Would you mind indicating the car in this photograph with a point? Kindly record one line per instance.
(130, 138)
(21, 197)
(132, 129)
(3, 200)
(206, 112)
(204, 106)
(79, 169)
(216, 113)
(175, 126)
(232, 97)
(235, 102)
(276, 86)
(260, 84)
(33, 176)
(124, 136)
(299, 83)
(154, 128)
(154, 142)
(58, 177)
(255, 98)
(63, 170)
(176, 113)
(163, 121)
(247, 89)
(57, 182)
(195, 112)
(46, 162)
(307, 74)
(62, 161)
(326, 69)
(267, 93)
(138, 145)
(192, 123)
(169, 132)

#### [Direction]
Could you put the entries above into a JSON list of strings, one string per line, with blank lines left out?

#### [Task result]
[
  "Would you mind indicating the car in this photograph with a point? Kindly record one line per instance.",
  "(130, 138)",
  "(21, 197)",
  "(132, 129)",
  "(3, 200)",
  "(206, 112)",
  "(204, 106)",
  "(79, 169)",
  "(216, 113)",
  "(175, 126)",
  "(232, 97)",
  "(235, 102)",
  "(276, 86)",
  "(260, 84)",
  "(33, 176)",
  "(124, 136)",
  "(299, 83)",
  "(154, 128)",
  "(154, 142)",
  "(58, 177)",
  "(255, 98)",
  "(63, 170)",
  "(176, 113)",
  "(163, 121)",
  "(247, 89)",
  "(57, 182)",
  "(195, 112)",
  "(46, 162)",
  "(307, 74)",
  "(62, 161)",
  "(326, 69)",
  "(267, 93)",
  "(138, 145)",
  "(192, 123)",
  "(169, 132)"
]